> _DIRECTIONS FOR THIS TASK_
Reproduce the data below word for word, keeping every line in its original order. Leave out the pictures.
#### MATERIAL SHOWN
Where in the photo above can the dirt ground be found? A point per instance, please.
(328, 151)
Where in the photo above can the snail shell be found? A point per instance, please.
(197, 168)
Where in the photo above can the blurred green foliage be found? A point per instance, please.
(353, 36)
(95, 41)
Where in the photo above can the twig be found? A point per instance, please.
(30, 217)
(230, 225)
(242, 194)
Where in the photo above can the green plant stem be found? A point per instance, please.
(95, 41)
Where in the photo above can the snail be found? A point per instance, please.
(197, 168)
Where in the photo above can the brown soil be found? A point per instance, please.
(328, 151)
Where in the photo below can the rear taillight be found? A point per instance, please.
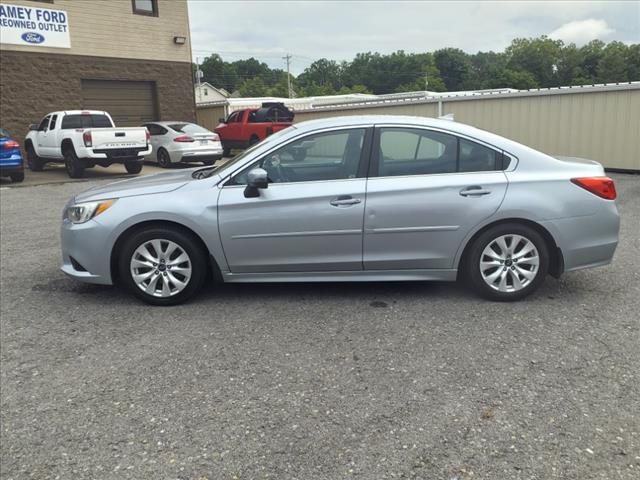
########
> _RESULT_
Where in the photo above can the dirt ground be found? A point per instance, please.
(328, 151)
Where in the photo above can the snail shell be found? A point per instance, please.
(197, 168)
Where in the photo above can the blurred green foliage be found? A point per instance, please.
(353, 36)
(95, 41)
Where in the photo above can the twig be found? A point per instance, please.
(30, 217)
(230, 225)
(242, 194)
Where in the photo above can the green plant stem be found? A point per instance, please.
(95, 41)
Where in the photo above can the snail be found? A point per instance, please.
(197, 168)
Where in the photo above can the brown soil be found? A point per instance, please.
(328, 151)
Where in the photo below can the rear taillight be found? A point per instance, please.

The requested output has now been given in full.